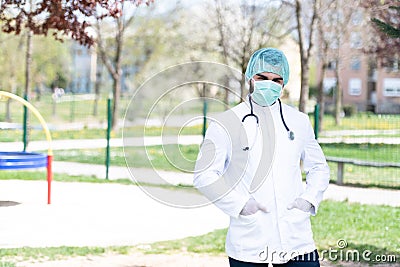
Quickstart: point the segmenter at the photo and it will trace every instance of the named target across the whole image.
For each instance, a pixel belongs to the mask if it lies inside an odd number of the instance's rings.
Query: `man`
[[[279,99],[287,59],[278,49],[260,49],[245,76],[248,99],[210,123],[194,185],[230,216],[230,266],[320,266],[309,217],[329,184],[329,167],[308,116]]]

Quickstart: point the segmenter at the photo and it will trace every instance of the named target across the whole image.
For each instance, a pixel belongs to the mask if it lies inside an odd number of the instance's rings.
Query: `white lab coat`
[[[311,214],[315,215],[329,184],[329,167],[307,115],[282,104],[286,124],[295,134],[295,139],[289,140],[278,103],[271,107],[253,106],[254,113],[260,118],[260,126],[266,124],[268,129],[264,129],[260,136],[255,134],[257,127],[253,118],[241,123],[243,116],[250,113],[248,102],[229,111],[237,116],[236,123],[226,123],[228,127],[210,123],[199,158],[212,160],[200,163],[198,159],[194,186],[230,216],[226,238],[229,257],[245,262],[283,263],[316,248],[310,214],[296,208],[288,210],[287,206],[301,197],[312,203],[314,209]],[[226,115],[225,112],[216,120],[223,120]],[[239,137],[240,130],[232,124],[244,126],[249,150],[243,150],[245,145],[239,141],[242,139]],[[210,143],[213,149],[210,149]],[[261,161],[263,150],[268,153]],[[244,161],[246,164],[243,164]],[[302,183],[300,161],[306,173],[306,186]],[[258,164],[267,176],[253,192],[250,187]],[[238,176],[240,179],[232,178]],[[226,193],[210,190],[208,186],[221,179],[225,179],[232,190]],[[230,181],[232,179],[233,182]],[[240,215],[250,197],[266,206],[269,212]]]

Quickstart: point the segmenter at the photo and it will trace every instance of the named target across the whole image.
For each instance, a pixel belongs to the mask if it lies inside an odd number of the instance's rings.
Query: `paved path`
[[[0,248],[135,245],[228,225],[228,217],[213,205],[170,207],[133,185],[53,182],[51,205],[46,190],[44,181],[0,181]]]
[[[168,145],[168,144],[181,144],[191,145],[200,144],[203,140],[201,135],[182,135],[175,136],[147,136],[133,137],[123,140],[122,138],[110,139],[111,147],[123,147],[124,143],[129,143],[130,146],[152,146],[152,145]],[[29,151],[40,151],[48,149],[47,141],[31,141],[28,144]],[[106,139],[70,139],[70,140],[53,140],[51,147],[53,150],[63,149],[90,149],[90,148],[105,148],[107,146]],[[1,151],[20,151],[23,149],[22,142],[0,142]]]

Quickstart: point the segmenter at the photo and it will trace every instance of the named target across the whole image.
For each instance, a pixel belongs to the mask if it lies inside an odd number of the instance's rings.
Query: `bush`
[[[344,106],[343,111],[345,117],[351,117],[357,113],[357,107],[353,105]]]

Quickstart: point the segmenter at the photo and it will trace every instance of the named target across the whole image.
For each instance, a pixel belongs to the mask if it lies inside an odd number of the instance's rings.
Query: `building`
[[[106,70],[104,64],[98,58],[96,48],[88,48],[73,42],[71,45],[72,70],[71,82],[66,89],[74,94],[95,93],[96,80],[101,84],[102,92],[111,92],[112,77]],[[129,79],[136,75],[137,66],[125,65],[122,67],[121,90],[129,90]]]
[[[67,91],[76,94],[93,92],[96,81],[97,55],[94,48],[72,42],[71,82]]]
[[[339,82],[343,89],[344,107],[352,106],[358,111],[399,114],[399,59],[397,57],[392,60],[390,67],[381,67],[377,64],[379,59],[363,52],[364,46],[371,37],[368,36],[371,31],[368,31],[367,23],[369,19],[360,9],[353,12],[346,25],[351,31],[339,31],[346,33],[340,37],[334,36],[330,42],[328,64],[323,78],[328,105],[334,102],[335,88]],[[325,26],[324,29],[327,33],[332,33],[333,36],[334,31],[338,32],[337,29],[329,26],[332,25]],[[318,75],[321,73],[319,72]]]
===============
What the task requires: Could you retype every record exactly, leaving the pictures out?

Answer section:
Quickstart: point the segmenter at the photo and it will trace every instance of the named target across the whole image.
For each instance, a pixel belongs to the mask if it lies inside an odd number of the instance's rings.
Query: `man`
[[[279,99],[287,59],[278,49],[260,49],[245,76],[248,99],[210,123],[194,185],[230,216],[230,266],[320,266],[309,217],[329,184],[329,167],[308,116]]]

Quickstart: point the segmenter at the photo and it will trace every instance of the named target across the whole image.
For each instance, a pixel belongs to the mask if it lies inside an odd number of the instance's rings.
Query: `white lab coat`
[[[311,214],[315,215],[329,184],[329,167],[307,115],[282,104],[286,124],[295,134],[295,139],[289,140],[278,103],[271,107],[253,106],[254,113],[260,118],[260,126],[266,124],[268,129],[264,129],[260,136],[255,134],[257,127],[253,118],[241,123],[243,116],[250,113],[248,102],[229,111],[237,116],[236,123],[226,123],[228,127],[210,123],[199,158],[212,160],[200,163],[198,159],[194,186],[230,216],[226,238],[229,257],[245,262],[283,263],[316,248],[310,214],[296,208],[288,210],[287,206],[301,197],[312,203],[314,209]],[[226,115],[225,112],[216,120],[223,120]],[[239,137],[240,130],[232,124],[244,126],[249,150],[243,150],[245,145],[239,141],[242,139]],[[210,143],[213,149],[210,149]],[[261,161],[263,150],[268,153]],[[244,161],[246,164],[243,164]],[[302,183],[300,161],[306,173],[306,186]],[[258,164],[267,176],[253,192],[250,187]],[[238,176],[240,179],[232,178]],[[226,193],[210,190],[208,186],[221,179],[225,179],[232,190]],[[230,181],[232,179],[233,182]],[[240,215],[250,197],[266,206],[269,212]]]

Quickstart: point the segmenter at the photo and it will trace every instance of the named target across the whole image.
For each instance, a pixel belongs to the mask if it lies inside an odd number of the instance's rings.
Query: `paved path`
[[[0,248],[135,245],[228,225],[228,217],[213,205],[170,207],[133,185],[53,182],[51,205],[46,190],[44,181],[0,181]]]
[[[168,145],[168,144],[181,144],[191,145],[200,144],[203,140],[201,135],[182,135],[175,136],[147,136],[133,137],[123,140],[122,138],[110,139],[111,147],[123,147],[124,143],[129,143],[130,146],[152,146],[152,145]],[[29,151],[40,151],[48,149],[47,141],[31,141],[28,144]],[[106,139],[70,139],[70,140],[53,140],[51,147],[53,150],[63,149],[90,149],[90,148],[105,148],[107,146]],[[1,151],[20,151],[23,149],[22,142],[0,142]]]

Quickstart: point the segmenter at the photo and it will trace every instance of the named target across the whole image.
For each instance, a pixel belongs to the mask if it lies inside an odd number of the instance's rings.
Query: `bush`
[[[344,106],[343,111],[345,117],[351,117],[357,113],[357,107],[353,105]]]

Quickstart: point the segmenter at the photo and it will trace every instance of the named target across the whole image.
For each instance, a pixel belongs to the mask if it lies inside an odd number of the instance's rings.
Query: `building`
[[[106,70],[104,64],[98,58],[96,48],[88,48],[73,42],[71,45],[72,70],[71,82],[66,89],[74,94],[95,93],[96,80],[101,84],[102,92],[111,92],[112,77]],[[129,79],[136,75],[137,66],[125,65],[122,67],[121,90],[129,90]]]
[[[67,91],[76,94],[93,92],[96,81],[97,55],[94,48],[72,42],[71,82]]]
[[[339,82],[343,89],[344,107],[352,106],[358,111],[399,114],[399,59],[397,57],[392,60],[390,67],[381,67],[377,64],[379,59],[363,52],[364,46],[371,37],[368,36],[371,31],[368,31],[367,23],[369,19],[360,9],[353,12],[346,25],[351,31],[339,31],[346,33],[340,37],[334,36],[330,42],[328,64],[323,78],[328,105],[334,102],[335,88]],[[325,26],[324,29],[327,33],[332,33],[333,36],[334,31],[338,32],[337,29],[329,26],[332,25]],[[318,75],[321,73],[319,72]]]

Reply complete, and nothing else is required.